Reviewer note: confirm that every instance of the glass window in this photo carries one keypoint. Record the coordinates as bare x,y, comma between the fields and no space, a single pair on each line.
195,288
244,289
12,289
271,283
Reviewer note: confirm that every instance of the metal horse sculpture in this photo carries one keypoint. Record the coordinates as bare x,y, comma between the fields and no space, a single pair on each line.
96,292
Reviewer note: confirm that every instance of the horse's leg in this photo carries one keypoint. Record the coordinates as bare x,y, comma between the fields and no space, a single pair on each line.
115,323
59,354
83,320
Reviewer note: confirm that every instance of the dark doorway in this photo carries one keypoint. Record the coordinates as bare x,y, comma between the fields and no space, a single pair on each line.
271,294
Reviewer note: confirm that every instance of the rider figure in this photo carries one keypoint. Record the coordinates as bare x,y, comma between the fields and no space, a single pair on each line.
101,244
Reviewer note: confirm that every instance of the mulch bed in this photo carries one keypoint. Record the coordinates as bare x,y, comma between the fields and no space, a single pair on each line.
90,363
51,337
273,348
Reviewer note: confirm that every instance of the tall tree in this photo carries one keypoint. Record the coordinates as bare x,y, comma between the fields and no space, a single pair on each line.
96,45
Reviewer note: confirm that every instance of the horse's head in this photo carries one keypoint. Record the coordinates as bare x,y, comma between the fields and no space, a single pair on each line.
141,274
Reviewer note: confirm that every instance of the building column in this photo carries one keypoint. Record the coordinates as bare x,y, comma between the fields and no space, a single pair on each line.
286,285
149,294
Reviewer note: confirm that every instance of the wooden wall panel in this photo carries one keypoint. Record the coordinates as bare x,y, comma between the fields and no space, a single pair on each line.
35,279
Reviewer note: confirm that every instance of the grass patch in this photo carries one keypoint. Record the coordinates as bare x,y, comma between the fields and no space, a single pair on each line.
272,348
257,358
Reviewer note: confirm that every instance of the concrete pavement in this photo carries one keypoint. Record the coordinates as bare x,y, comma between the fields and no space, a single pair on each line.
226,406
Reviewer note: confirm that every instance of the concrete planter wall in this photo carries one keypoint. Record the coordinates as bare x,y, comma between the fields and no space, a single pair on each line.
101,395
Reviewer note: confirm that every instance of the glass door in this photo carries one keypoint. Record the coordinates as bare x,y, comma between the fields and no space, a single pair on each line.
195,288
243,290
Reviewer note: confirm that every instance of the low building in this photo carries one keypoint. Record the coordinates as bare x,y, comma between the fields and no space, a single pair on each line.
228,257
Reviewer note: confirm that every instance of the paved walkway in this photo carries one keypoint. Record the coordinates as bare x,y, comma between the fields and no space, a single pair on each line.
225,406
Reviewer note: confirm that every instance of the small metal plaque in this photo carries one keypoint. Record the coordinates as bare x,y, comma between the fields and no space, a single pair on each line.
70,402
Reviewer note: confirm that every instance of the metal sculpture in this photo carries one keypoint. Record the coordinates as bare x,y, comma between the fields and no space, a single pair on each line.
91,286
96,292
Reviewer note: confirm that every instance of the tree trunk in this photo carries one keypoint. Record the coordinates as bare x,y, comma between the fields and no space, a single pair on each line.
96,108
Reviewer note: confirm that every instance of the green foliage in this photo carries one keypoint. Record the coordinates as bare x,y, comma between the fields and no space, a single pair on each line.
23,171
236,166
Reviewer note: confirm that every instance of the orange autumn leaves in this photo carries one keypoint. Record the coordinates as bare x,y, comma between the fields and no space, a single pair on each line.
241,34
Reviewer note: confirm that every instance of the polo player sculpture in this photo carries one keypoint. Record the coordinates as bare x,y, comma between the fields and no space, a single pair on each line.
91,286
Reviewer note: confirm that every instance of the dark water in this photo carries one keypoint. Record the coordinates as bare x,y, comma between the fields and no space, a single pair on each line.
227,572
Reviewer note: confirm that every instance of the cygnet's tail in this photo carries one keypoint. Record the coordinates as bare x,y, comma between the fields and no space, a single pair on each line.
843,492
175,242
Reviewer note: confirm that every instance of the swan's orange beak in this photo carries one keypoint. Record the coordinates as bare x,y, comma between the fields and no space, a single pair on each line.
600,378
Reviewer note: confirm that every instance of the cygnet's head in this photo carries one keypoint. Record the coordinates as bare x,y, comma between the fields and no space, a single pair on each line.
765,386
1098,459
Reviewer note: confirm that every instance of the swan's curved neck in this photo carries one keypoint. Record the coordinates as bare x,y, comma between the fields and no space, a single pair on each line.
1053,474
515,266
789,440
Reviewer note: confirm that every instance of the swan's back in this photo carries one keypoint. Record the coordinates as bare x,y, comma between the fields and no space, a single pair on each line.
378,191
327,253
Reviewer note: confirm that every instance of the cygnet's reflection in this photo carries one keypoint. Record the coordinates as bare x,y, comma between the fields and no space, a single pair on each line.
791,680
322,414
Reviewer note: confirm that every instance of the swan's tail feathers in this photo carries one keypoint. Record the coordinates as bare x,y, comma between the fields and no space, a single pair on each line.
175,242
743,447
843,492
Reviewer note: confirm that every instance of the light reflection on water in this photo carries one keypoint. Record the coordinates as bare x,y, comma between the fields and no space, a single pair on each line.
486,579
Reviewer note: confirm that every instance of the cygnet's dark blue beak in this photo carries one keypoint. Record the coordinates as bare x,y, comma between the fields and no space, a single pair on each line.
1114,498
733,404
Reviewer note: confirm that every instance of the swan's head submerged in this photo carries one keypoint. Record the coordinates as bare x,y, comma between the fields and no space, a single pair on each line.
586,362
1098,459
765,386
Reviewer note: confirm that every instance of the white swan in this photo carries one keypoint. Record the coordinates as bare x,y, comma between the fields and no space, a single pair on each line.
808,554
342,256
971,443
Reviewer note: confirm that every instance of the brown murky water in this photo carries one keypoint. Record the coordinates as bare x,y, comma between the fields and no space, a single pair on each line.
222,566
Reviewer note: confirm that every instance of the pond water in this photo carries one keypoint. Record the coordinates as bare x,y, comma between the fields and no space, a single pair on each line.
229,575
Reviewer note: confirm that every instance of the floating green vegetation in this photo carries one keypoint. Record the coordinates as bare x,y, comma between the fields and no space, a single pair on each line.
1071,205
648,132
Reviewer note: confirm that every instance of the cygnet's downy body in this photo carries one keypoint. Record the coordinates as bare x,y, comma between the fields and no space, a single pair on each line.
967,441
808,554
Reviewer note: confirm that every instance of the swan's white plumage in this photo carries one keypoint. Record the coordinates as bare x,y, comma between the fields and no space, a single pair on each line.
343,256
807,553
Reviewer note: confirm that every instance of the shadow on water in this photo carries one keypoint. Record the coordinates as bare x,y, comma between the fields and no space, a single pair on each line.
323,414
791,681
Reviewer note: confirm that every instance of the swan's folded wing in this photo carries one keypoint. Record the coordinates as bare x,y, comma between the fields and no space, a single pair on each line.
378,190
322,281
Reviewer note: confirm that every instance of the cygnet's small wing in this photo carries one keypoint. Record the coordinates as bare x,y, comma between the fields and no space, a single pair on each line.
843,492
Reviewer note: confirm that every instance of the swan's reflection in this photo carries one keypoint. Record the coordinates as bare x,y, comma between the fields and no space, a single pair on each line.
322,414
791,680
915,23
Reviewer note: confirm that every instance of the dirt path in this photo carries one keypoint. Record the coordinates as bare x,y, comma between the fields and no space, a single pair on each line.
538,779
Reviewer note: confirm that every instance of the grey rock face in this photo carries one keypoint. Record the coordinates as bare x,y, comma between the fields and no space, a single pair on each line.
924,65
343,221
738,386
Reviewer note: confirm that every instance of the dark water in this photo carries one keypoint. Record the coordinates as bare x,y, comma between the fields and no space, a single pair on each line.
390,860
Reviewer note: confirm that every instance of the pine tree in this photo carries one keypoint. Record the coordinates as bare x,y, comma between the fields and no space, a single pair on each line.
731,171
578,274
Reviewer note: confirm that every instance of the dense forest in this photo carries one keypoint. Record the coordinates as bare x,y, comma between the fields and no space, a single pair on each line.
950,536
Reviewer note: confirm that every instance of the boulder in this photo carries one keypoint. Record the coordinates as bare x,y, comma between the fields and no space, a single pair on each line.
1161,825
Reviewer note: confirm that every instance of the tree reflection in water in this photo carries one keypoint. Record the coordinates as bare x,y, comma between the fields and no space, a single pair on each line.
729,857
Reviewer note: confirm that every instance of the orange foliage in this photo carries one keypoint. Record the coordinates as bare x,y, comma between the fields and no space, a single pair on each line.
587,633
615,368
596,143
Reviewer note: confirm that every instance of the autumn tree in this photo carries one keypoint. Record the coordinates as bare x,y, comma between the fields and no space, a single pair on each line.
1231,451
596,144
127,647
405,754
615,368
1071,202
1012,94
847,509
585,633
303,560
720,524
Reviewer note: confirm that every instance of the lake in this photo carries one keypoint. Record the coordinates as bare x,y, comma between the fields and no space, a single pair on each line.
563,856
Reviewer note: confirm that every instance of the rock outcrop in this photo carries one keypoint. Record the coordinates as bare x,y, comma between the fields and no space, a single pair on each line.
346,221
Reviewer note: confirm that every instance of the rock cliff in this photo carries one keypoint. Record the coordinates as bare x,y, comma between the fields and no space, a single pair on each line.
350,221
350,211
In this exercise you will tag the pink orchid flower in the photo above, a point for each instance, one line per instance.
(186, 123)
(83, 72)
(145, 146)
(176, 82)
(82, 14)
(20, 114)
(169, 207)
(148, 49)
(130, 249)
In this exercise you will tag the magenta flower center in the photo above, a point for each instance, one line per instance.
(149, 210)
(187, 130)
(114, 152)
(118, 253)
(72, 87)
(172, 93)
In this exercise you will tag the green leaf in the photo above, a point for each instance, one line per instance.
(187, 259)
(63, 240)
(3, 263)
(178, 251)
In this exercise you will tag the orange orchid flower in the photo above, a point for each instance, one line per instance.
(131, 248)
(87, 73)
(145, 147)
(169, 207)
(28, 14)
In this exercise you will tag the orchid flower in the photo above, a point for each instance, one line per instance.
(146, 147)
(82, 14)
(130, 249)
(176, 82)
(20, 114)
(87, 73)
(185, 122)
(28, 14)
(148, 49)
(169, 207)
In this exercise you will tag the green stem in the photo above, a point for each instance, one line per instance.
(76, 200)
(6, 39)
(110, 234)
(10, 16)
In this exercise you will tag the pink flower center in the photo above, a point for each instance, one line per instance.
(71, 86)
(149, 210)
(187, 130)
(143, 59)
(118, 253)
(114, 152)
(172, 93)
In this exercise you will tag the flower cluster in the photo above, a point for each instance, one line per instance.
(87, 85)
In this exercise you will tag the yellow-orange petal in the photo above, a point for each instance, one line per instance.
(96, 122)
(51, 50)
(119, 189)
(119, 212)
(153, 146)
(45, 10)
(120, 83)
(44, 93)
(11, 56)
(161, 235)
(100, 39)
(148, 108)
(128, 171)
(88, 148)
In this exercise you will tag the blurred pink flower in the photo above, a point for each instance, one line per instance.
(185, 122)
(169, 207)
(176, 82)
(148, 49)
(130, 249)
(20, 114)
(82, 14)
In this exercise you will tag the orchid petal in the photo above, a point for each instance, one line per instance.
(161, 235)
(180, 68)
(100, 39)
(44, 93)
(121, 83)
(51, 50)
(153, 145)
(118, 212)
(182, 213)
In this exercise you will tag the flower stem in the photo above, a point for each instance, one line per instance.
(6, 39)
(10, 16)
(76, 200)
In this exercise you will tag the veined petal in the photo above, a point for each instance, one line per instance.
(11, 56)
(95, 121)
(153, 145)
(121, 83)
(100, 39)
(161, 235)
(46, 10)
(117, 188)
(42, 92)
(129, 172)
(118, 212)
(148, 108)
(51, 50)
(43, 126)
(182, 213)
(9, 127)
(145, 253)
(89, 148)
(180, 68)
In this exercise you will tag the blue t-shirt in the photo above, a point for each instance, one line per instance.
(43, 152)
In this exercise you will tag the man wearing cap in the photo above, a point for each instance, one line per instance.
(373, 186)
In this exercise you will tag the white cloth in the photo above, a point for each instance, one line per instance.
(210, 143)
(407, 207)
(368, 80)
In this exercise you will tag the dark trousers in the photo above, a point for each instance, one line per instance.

- **Prompt**
Please extract exactly, and only, the lines from the line containing "In this exercise you will tag the pink flower" through the last line of the records.

- **Task response**
In this exercise you will tag the pink flower center in the photo above, a point for each instance, one line per instance.
(71, 86)
(149, 210)
(187, 130)
(143, 59)
(118, 253)
(114, 152)
(172, 93)
In this exercise you will tag the flower cluster in the photo above, a point for each instance, one line per instance.
(87, 85)
In this exercise you will tag the yellow-orange petal in the photo above, a point for each instance, one line per instance.
(96, 122)
(51, 50)
(119, 189)
(119, 212)
(153, 146)
(45, 10)
(120, 83)
(44, 93)
(11, 56)
(161, 235)
(100, 39)
(148, 108)
(128, 171)
(88, 148)
In this exercise you will tag the blurred pink flower in the photo above, a point for each instance, one line per instance.
(185, 122)
(169, 207)
(176, 82)
(148, 49)
(130, 249)
(20, 114)
(82, 14)
In this exercise you will tag the orchid petal in the photo above, a point for each instance, one line per instance.
(161, 235)
(180, 68)
(100, 39)
(44, 93)
(121, 83)
(51, 50)
(153, 145)
(118, 212)
(182, 213)
In this exercise you will tag the flower stem in the photo above, a point for each instance, one line per instance.
(6, 39)
(10, 16)
(76, 200)
In this exercise you will tag the veined petal in the photo above, a point for each instance, one line per instance.
(11, 56)
(95, 121)
(153, 145)
(121, 83)
(100, 39)
(161, 235)
(46, 10)
(117, 188)
(42, 92)
(129, 172)
(118, 212)
(148, 108)
(51, 50)
(43, 126)
(182, 213)
(9, 127)
(145, 253)
(89, 148)
(180, 68)
In this exercise you will tag the blue t-shirt in the photo above, a point for each instance, one line per instance.
(43, 152)
In this exercise you will tag the man wearing cap in the photo above, a point for each instance, one line per instance.
(373, 186)
In this exercise you will tag the white cloth in the photo above, a point for each instance, one line per instance.
(210, 143)
(407, 207)
(368, 80)
In this exercise you will tag the dark trousers in the photo above, a point for each instance, one line per instance.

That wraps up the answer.